_WHAT IS BEING ASKED_
Write out every entry below word for word, leaving out the pictures.

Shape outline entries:
■ ■ ■ ■ ■
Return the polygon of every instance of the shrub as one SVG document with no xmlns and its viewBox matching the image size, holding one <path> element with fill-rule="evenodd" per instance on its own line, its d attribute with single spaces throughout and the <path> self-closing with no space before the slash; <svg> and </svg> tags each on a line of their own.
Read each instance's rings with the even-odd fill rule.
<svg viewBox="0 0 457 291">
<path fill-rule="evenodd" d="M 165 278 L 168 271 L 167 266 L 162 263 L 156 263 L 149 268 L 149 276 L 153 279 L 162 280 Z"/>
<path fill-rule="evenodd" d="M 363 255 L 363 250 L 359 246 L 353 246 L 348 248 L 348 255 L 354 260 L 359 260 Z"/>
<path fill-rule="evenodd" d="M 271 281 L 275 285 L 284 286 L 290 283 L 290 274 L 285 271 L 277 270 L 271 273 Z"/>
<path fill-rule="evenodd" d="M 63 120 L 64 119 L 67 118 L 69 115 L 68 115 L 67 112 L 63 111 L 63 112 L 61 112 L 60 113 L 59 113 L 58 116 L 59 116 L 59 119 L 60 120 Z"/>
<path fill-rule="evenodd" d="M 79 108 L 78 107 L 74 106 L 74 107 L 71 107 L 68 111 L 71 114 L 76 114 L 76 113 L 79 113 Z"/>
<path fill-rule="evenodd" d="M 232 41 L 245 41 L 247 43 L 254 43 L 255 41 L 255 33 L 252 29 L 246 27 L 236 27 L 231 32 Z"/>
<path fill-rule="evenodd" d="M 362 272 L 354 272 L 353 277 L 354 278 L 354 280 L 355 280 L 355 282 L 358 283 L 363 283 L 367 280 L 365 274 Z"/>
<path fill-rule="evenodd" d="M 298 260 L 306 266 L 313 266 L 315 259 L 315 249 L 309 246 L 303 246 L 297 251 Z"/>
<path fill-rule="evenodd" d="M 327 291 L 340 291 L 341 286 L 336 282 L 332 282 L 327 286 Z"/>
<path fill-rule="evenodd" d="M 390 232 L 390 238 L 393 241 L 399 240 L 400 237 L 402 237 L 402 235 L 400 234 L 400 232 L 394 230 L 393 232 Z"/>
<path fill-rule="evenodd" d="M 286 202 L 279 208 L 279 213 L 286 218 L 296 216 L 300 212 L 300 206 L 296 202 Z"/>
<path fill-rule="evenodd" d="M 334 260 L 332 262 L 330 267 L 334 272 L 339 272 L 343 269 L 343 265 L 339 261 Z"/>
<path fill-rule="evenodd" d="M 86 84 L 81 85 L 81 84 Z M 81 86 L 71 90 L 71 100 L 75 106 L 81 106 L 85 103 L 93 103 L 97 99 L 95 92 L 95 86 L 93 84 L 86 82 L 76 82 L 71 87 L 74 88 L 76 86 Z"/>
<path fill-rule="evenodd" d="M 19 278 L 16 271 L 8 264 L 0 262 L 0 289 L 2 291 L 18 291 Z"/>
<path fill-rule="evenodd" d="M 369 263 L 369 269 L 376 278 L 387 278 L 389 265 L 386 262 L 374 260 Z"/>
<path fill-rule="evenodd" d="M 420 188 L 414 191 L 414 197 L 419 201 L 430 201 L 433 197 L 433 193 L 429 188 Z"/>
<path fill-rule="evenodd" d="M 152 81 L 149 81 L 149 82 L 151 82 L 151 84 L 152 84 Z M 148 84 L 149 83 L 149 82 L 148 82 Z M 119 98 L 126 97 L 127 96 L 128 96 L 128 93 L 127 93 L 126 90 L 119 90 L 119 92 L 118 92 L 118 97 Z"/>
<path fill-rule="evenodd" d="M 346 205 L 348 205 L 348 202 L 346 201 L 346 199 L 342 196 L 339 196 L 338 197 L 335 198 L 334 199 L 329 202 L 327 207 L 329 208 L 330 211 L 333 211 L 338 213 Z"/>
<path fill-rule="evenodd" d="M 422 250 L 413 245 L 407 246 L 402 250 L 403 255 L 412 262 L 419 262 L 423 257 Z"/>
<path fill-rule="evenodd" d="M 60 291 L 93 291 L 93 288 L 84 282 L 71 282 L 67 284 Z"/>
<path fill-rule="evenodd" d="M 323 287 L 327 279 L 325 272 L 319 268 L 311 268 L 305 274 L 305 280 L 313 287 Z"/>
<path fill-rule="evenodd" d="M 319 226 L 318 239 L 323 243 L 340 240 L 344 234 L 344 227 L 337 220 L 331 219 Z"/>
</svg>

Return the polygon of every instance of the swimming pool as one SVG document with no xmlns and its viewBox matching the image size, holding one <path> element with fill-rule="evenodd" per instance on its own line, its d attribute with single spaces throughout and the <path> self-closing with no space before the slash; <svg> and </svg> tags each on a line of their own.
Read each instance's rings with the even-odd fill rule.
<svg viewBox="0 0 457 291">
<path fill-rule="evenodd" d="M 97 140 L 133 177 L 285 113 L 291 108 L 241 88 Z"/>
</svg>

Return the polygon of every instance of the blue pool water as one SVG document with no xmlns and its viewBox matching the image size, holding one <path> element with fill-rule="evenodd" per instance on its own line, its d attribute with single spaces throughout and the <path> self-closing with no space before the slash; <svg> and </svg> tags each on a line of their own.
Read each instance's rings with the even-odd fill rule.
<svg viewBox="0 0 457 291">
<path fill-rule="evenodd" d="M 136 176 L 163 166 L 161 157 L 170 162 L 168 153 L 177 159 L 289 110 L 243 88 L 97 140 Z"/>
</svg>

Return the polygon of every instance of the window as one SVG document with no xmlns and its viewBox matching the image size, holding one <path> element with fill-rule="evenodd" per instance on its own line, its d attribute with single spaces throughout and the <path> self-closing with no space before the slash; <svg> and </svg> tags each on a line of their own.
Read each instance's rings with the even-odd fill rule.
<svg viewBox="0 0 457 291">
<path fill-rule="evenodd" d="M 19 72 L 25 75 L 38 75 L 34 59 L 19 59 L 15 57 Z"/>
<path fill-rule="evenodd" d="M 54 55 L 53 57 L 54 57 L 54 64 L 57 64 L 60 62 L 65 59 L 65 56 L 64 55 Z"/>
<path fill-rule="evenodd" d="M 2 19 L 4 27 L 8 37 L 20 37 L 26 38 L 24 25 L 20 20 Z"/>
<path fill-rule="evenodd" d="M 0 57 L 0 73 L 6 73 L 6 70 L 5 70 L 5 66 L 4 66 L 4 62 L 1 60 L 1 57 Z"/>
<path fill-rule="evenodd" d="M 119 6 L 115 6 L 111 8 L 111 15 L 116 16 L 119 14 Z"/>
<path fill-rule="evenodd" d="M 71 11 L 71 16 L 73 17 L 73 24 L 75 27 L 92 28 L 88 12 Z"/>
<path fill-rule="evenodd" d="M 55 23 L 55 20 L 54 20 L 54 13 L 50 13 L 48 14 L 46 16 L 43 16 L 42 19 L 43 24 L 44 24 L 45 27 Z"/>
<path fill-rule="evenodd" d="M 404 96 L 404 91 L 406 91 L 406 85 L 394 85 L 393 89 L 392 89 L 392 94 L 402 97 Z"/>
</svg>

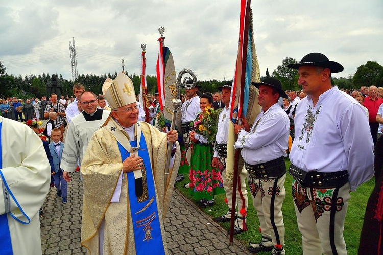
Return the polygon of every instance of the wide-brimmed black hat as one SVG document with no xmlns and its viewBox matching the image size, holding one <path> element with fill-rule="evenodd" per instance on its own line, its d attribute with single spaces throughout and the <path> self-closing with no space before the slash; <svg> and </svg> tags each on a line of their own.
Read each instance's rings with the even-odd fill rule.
■ ■ ■ ■ ■
_THE ANSWER_
Return the polygon of every instance of the shrub as one SVG document with no xmlns and its viewBox matching the image size, holding one <path> element with fill-rule="evenodd" per instance on its own line, its d attribute with single spaces throughout and the <path> self-closing with no space before the slash; <svg> and </svg> tags each on a line of their own.
Read each instance's rings with the even-odd fill rule.
<svg viewBox="0 0 457 291">
<path fill-rule="evenodd" d="M 165 278 L 168 271 L 167 266 L 162 263 L 156 263 L 149 268 L 149 276 L 153 279 L 162 280 Z"/>
<path fill-rule="evenodd" d="M 363 255 L 363 250 L 359 246 L 353 246 L 348 248 L 348 255 L 354 260 L 359 260 Z"/>
<path fill-rule="evenodd" d="M 271 281 L 275 285 L 284 286 L 290 283 L 290 274 L 285 271 L 277 270 L 271 273 Z"/>
<path fill-rule="evenodd" d="M 63 120 L 64 119 L 67 118 L 69 115 L 68 115 L 67 112 L 63 111 L 63 112 L 61 112 L 60 113 L 59 113 L 58 116 L 59 116 L 59 119 L 60 120 Z"/>
<path fill-rule="evenodd" d="M 79 108 L 78 107 L 74 106 L 74 107 L 71 107 L 68 111 L 71 114 L 76 114 L 76 113 L 79 113 Z"/>
<path fill-rule="evenodd" d="M 232 41 L 245 41 L 247 43 L 254 43 L 255 41 L 255 33 L 252 29 L 246 27 L 236 27 L 231 32 Z"/>
<path fill-rule="evenodd" d="M 362 272 L 354 272 L 353 277 L 354 278 L 354 280 L 355 280 L 355 282 L 358 283 L 363 283 L 367 280 L 365 274 Z"/>
<path fill-rule="evenodd" d="M 298 260 L 306 266 L 313 266 L 315 259 L 315 249 L 309 246 L 303 246 L 297 251 Z"/>
<path fill-rule="evenodd" d="M 327 291 L 340 291 L 341 286 L 336 282 L 332 282 L 327 286 Z"/>
<path fill-rule="evenodd" d="M 390 232 L 390 238 L 393 241 L 399 240 L 400 237 L 402 237 L 402 235 L 400 234 L 400 232 L 394 230 L 393 232 Z"/>
<path fill-rule="evenodd" d="M 286 202 L 279 208 L 279 213 L 286 218 L 296 216 L 300 212 L 300 206 L 296 202 Z"/>
<path fill-rule="evenodd" d="M 334 260 L 332 262 L 330 267 L 334 272 L 339 272 L 343 269 L 343 265 L 339 261 Z"/>
<path fill-rule="evenodd" d="M 86 84 L 81 85 L 81 84 Z M 81 86 L 71 90 L 71 100 L 75 106 L 81 106 L 85 103 L 93 103 L 97 99 L 95 92 L 95 86 L 93 84 L 86 82 L 76 82 L 71 87 L 74 88 L 76 86 Z"/>
<path fill-rule="evenodd" d="M 19 278 L 16 271 L 8 264 L 0 262 L 0 289 L 2 291 L 18 291 Z"/>
<path fill-rule="evenodd" d="M 369 263 L 369 269 L 376 278 L 387 278 L 389 265 L 386 262 L 374 260 Z"/>
<path fill-rule="evenodd" d="M 420 188 L 414 191 L 414 197 L 419 201 L 430 201 L 433 197 L 433 193 L 429 188 Z"/>
<path fill-rule="evenodd" d="M 152 81 L 149 81 L 149 82 L 151 82 L 151 84 L 152 84 Z M 148 84 L 149 83 L 149 82 L 148 82 Z M 119 98 L 126 97 L 127 96 L 128 96 L 128 93 L 127 93 L 126 90 L 119 90 L 119 92 L 118 92 L 118 97 Z"/>
<path fill-rule="evenodd" d="M 346 205 L 348 205 L 348 202 L 346 201 L 346 199 L 342 196 L 339 196 L 338 197 L 335 198 L 334 199 L 329 202 L 327 207 L 329 208 L 330 211 L 333 211 L 338 213 Z"/>
<path fill-rule="evenodd" d="M 422 250 L 413 245 L 407 246 L 402 250 L 403 255 L 412 262 L 419 262 L 423 257 Z"/>
<path fill-rule="evenodd" d="M 60 291 L 93 291 L 93 288 L 84 282 L 71 282 L 67 284 Z"/>
<path fill-rule="evenodd" d="M 323 287 L 327 279 L 325 272 L 319 268 L 311 268 L 305 274 L 305 280 L 313 287 Z"/>
<path fill-rule="evenodd" d="M 319 226 L 318 239 L 323 243 L 340 240 L 344 234 L 344 227 L 337 220 L 331 219 Z"/>
</svg>

Return the polygon of every instance of the swimming pool as one SVG document with no xmlns and its viewBox matching the image size, holding one <path> element with fill-rule="evenodd" per instance on its own line, its d attribute with single spaces throughout and the <path> self-closing with no space before the slash; <svg> and </svg> tags each on a line of their own.
Read each instance's rings with the even-odd fill rule.
<svg viewBox="0 0 457 291">
<path fill-rule="evenodd" d="M 97 140 L 133 177 L 285 113 L 291 108 L 241 88 Z"/>
</svg>

Return the polygon of every instance of the blue pool water as one SVG document with no xmlns and its viewBox matching the image size, holding one <path> element with fill-rule="evenodd" per instance on its own line, its d attribute with single spaces throughout and the <path> self-closing with no space before the slash; <svg> and </svg> tags each on a line of their own.
Read each instance's rings with the even-odd fill rule.
<svg viewBox="0 0 457 291">
<path fill-rule="evenodd" d="M 136 176 L 163 166 L 161 157 L 170 162 L 168 153 L 177 159 L 289 110 L 243 88 L 97 140 Z"/>
</svg>

Return the polygon of every instance of the window as one SVG document with no xmlns and its viewBox matching the image size, holding one <path> element with fill-rule="evenodd" per instance on its own line, its d attribute with single spaces throughout and the <path> self-closing with no space before the slash; <svg> and </svg> tags each on a line of their own.
Read each instance's rings with the even-odd fill rule.
<svg viewBox="0 0 457 291">
<path fill-rule="evenodd" d="M 19 72 L 25 75 L 38 75 L 34 59 L 19 59 L 15 57 Z"/>
<path fill-rule="evenodd" d="M 54 55 L 53 57 L 54 57 L 54 64 L 57 64 L 60 62 L 65 59 L 65 56 L 64 55 Z"/>
<path fill-rule="evenodd" d="M 2 19 L 4 27 L 8 37 L 20 37 L 26 38 L 24 25 L 20 20 Z"/>
<path fill-rule="evenodd" d="M 0 57 L 0 73 L 6 73 L 6 70 L 5 70 L 5 66 L 4 66 L 4 62 L 1 60 L 1 57 Z"/>
<path fill-rule="evenodd" d="M 119 6 L 115 6 L 111 8 L 111 15 L 116 16 L 119 14 Z"/>
<path fill-rule="evenodd" d="M 71 11 L 71 16 L 73 17 L 73 24 L 75 27 L 92 28 L 88 12 Z"/>
<path fill-rule="evenodd" d="M 55 23 L 55 20 L 54 20 L 54 13 L 50 13 L 48 14 L 46 16 L 43 16 L 42 19 L 43 24 L 44 24 L 45 27 Z"/>
<path fill-rule="evenodd" d="M 404 96 L 404 91 L 406 91 L 406 85 L 394 85 L 393 89 L 392 89 L 392 94 L 402 97 Z"/>
</svg>

Return the polygon of every instance of the wide-brimmed black hat as one SVG document with no xmlns and its viewBox matching the image size, holding one <path> element with fill-rule="evenodd" per instance on its own line, its d attribute with single spaces throughout and the <path> self-closing with no space before the slash; <svg> and </svg> tags each on a line of their own.
Read each instance's rings with the even-odd fill rule.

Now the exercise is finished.